### [Data listing]
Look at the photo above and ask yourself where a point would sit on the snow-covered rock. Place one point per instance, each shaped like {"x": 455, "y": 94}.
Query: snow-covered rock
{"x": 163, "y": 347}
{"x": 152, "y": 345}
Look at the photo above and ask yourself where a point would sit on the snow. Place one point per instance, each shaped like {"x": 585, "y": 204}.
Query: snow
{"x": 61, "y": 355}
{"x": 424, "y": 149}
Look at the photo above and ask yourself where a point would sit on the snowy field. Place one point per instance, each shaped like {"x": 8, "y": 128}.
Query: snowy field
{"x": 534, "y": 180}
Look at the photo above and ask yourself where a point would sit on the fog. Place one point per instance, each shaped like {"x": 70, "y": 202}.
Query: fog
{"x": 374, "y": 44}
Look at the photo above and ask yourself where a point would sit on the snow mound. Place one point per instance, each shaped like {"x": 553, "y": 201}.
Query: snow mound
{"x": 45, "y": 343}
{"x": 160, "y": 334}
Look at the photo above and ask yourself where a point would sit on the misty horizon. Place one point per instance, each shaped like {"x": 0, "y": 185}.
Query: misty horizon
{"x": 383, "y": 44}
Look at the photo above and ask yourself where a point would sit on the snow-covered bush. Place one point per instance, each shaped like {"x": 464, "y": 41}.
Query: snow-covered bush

* * *

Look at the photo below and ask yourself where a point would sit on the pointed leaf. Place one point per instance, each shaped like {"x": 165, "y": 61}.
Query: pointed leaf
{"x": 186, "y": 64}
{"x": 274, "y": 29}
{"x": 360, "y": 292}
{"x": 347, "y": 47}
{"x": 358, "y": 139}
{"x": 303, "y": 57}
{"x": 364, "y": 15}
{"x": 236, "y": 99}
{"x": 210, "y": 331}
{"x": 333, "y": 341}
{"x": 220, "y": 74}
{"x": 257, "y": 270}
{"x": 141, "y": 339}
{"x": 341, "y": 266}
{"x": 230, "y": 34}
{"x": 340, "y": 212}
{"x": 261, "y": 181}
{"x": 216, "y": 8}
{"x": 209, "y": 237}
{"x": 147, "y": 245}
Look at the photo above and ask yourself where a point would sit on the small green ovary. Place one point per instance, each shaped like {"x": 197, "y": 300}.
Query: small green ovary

==

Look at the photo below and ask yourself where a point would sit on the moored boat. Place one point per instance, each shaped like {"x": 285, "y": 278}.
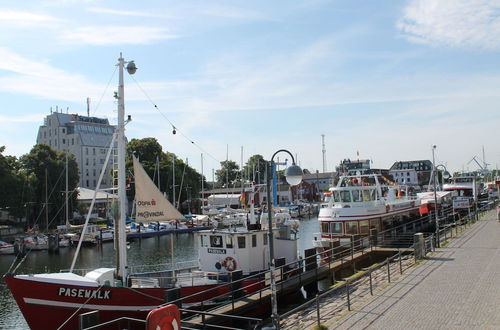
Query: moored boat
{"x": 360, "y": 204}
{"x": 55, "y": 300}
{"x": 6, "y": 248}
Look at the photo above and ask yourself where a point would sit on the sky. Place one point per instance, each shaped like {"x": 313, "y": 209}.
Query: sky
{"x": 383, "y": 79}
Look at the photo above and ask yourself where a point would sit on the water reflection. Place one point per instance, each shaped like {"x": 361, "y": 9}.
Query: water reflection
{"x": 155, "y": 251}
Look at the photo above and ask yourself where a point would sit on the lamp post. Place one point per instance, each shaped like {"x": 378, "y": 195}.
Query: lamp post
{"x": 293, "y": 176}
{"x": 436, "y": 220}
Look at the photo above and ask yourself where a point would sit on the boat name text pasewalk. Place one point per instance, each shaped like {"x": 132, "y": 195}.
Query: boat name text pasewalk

### [Task brief]
Return word for word the lines above from the line with "Query: lamp post" to the line with "Query: boat name text pasewalk", including both and leaving out all others.

### [Your response]
Query: lamp post
{"x": 293, "y": 176}
{"x": 436, "y": 220}
Look at the photo above and ask yourself where a point would sit on the boat name text pasewalk. Place one point per instance, each shaped like {"x": 132, "y": 195}.
Query: boat name text pasewalk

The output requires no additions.